▶ _Given exercise_
Emit the line that holds "the white bucket" and all lines following it through the end of the data, verbatim, and nothing else.
******************************
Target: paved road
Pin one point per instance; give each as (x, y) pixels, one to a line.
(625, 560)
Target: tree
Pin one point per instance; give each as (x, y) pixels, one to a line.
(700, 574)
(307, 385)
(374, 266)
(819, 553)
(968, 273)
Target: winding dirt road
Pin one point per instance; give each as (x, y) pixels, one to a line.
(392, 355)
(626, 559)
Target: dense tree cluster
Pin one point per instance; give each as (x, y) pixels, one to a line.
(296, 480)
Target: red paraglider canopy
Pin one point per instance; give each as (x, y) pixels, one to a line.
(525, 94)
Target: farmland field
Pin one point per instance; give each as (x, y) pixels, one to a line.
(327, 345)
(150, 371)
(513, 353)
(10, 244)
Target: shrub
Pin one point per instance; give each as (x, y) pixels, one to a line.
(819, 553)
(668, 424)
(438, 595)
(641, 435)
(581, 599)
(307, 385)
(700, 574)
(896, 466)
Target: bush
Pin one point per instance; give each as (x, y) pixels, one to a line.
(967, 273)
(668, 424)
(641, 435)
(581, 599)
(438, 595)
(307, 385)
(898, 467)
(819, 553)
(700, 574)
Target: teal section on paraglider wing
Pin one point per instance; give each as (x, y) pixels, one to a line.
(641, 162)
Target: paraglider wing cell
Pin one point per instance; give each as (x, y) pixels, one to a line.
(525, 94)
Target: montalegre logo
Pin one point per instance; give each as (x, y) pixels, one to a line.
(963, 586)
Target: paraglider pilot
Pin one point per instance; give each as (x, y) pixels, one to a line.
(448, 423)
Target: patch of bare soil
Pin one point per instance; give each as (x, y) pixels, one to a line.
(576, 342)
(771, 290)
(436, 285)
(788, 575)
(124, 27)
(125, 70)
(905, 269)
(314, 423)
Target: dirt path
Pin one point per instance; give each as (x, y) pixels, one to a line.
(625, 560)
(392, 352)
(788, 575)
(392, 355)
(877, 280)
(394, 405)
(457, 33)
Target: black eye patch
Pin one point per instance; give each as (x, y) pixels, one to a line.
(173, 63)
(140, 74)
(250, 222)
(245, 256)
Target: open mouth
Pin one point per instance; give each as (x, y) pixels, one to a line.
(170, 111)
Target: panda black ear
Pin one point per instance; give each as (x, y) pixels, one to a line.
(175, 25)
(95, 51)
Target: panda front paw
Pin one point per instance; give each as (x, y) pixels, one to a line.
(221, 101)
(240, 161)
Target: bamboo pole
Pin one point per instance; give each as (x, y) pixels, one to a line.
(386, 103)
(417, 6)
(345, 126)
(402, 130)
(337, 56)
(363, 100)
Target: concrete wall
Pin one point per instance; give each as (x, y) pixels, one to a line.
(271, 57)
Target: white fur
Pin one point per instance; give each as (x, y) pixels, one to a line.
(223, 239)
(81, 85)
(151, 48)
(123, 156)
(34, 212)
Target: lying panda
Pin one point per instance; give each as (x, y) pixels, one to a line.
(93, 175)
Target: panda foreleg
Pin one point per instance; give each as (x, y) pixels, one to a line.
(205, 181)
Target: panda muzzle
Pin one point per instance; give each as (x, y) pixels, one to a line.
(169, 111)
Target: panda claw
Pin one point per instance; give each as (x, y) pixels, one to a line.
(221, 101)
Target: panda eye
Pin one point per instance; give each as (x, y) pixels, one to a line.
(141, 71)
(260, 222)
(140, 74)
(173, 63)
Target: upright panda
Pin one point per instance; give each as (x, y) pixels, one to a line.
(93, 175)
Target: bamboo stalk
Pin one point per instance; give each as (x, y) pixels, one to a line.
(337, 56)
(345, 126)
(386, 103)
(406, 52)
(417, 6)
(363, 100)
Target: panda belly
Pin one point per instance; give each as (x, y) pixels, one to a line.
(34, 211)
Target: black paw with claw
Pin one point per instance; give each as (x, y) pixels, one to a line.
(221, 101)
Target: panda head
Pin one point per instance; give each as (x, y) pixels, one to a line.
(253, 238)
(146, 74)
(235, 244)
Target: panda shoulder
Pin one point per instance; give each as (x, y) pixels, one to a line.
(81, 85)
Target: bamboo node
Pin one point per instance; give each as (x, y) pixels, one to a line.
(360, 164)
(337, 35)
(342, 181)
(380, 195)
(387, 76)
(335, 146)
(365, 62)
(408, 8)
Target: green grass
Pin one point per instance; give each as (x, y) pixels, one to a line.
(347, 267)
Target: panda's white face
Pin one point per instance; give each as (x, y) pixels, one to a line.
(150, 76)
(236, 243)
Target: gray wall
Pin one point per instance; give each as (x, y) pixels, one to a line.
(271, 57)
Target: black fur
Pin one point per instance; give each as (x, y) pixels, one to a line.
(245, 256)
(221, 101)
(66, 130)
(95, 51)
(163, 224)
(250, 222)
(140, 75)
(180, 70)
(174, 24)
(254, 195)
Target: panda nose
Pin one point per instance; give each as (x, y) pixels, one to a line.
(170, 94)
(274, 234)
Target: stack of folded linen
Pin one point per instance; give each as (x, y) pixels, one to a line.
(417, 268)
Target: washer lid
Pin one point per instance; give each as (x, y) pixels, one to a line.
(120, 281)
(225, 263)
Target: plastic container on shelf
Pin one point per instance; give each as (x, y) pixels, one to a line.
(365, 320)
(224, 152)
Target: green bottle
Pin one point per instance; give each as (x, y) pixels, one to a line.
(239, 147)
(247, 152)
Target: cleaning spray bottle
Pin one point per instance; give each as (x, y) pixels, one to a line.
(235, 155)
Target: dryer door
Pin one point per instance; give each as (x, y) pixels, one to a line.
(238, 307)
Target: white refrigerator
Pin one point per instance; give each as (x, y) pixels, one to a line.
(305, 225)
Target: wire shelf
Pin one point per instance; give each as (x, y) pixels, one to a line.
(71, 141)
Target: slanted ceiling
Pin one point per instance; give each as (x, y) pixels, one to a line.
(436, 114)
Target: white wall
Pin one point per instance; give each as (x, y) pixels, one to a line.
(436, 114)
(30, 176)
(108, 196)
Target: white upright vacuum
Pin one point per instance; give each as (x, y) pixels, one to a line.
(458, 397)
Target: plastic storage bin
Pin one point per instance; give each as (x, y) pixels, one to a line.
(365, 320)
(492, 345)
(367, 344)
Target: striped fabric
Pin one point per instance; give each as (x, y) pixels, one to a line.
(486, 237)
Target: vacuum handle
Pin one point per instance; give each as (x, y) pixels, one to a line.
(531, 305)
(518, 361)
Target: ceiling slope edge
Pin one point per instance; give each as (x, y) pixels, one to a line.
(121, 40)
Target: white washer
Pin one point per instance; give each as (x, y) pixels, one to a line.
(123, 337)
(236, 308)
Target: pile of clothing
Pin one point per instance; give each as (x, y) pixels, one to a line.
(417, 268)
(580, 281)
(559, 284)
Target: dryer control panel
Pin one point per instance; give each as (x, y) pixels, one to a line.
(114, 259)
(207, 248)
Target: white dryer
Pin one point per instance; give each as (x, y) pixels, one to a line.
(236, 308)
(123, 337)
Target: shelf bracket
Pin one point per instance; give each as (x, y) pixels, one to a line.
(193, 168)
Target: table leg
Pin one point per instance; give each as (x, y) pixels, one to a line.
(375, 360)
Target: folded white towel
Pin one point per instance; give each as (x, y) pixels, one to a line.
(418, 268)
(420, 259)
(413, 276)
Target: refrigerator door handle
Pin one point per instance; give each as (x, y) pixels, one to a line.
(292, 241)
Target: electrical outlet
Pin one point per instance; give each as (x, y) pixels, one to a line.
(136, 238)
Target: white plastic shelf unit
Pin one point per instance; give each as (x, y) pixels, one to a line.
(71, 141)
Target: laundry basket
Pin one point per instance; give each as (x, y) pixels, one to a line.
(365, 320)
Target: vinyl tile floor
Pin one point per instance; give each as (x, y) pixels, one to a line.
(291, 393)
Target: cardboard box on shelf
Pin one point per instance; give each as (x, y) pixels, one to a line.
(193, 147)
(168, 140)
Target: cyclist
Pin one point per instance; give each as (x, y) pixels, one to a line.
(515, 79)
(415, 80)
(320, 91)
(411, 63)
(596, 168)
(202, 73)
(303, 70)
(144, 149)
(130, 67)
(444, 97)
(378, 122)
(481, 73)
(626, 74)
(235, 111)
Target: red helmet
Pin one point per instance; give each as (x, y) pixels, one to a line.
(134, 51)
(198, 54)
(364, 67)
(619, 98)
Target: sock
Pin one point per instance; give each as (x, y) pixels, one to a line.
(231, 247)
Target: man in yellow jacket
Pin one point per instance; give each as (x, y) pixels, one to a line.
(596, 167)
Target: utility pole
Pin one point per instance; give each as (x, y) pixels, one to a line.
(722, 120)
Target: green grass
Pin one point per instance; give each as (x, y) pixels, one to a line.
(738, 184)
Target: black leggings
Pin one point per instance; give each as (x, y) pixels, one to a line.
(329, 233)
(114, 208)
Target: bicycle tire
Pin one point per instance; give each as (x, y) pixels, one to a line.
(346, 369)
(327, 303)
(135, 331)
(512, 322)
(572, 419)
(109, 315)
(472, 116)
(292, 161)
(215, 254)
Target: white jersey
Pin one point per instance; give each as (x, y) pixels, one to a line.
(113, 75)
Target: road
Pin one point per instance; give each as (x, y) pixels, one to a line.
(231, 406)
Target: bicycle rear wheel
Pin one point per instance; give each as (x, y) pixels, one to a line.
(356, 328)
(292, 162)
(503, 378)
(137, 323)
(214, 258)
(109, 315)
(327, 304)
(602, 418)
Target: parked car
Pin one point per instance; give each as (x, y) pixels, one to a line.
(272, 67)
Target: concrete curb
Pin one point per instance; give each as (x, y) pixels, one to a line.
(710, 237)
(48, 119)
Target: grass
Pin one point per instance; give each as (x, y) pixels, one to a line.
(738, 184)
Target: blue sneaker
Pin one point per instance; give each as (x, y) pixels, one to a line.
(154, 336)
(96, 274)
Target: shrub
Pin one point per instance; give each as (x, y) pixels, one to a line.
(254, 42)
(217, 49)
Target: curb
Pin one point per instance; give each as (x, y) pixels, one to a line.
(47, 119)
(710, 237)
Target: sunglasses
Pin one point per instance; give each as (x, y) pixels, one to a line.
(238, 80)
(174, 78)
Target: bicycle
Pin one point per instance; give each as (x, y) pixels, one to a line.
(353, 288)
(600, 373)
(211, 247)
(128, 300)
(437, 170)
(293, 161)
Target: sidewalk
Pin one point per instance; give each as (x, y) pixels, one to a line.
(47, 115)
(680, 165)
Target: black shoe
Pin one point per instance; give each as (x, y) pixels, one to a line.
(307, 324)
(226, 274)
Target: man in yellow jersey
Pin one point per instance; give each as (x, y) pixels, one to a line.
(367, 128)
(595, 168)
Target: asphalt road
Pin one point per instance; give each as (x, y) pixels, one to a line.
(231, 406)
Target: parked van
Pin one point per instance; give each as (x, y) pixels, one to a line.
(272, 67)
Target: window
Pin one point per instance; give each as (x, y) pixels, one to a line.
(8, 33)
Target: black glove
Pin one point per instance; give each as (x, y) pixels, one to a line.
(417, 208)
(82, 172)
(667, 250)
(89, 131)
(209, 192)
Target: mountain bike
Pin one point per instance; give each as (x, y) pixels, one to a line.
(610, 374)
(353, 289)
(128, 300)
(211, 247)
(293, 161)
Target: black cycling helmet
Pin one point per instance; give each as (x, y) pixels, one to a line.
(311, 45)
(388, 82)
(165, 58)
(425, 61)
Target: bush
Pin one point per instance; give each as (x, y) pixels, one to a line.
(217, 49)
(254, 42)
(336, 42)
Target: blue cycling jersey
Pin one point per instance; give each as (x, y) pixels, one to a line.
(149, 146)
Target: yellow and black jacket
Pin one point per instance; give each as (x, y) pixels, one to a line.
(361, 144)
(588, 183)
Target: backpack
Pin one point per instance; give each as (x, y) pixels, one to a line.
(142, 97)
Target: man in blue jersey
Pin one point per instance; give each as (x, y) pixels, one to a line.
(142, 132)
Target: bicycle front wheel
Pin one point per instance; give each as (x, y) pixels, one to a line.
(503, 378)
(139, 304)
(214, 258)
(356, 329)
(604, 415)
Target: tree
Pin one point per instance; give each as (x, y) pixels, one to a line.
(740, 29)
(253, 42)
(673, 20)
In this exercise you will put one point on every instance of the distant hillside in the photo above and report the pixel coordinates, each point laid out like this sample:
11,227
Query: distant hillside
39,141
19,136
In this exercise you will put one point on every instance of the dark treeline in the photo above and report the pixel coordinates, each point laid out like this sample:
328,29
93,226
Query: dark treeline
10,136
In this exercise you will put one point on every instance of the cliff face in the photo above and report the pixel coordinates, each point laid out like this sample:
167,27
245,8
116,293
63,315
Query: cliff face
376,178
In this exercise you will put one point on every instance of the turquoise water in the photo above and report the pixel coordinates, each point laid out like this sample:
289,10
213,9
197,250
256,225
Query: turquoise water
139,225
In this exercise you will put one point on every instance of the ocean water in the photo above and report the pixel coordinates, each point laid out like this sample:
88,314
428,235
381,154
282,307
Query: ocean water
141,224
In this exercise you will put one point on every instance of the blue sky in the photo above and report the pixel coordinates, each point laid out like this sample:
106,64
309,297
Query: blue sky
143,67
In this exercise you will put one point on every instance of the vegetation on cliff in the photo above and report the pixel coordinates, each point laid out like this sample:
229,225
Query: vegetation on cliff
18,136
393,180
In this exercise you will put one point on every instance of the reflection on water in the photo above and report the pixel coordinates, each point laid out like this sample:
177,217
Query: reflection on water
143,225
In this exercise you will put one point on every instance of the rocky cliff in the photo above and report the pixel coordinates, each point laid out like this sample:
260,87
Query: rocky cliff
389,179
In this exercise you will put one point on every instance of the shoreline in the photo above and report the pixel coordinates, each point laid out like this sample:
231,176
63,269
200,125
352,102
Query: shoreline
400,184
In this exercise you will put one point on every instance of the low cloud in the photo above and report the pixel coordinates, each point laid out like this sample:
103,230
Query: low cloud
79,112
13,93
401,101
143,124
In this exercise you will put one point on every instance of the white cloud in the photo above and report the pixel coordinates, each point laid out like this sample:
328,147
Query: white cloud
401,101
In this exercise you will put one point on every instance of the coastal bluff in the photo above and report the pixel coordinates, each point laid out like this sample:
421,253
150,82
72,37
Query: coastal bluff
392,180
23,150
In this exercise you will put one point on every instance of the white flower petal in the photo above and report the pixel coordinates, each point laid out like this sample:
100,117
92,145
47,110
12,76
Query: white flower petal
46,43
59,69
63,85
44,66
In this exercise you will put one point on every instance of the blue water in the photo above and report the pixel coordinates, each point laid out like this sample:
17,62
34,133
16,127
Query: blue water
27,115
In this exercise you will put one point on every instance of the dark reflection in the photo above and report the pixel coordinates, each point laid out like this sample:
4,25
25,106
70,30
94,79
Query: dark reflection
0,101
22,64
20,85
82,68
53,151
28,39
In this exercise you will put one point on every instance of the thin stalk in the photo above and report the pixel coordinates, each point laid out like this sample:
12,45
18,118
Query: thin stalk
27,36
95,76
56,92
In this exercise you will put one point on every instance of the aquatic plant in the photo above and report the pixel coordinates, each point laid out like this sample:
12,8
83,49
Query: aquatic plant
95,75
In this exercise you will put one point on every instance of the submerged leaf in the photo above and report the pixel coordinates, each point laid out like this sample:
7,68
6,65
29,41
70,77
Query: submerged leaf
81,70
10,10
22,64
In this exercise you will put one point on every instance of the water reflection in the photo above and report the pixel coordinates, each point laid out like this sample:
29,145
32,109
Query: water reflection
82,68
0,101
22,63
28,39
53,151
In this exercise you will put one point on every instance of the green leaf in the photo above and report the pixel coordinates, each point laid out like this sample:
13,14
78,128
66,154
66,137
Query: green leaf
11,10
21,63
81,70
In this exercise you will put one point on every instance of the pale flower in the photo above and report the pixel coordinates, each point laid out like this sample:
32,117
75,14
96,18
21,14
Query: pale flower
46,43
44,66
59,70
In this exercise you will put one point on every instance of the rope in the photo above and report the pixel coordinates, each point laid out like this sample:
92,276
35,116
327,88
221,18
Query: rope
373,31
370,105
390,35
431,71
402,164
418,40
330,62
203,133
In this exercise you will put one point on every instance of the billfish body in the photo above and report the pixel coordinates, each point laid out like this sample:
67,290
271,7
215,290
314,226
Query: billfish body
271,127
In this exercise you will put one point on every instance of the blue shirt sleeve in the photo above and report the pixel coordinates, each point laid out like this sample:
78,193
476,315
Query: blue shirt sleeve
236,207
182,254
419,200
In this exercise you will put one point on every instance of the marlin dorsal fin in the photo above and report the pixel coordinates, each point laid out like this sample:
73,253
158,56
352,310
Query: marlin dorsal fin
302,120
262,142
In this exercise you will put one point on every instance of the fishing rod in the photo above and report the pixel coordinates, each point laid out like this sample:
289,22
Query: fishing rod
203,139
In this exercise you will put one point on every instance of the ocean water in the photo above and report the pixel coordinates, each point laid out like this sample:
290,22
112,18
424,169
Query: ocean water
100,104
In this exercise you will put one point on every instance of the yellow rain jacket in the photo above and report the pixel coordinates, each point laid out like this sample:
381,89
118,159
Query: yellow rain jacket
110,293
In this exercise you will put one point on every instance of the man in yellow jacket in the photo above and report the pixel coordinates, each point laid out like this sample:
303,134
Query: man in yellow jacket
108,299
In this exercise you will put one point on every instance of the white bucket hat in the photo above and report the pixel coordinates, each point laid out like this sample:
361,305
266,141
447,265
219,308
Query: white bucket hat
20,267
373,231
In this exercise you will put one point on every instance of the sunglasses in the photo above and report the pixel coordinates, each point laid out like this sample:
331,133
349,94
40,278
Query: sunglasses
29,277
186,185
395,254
******************************
▶ _Exercise response_
In this exercise you will put one point on every instance of the white bucket hat in the photo above and report the pixel coordinates, each point laid out like this sample:
361,305
266,141
447,265
219,308
Query: white bucket hat
20,267
373,231
In this exercise you will put one point on every instance of the sunglasses in the photo above and report the pixel coordinates, each point laid out like this sample:
331,133
349,94
40,278
Query: sunglasses
29,277
186,185
395,254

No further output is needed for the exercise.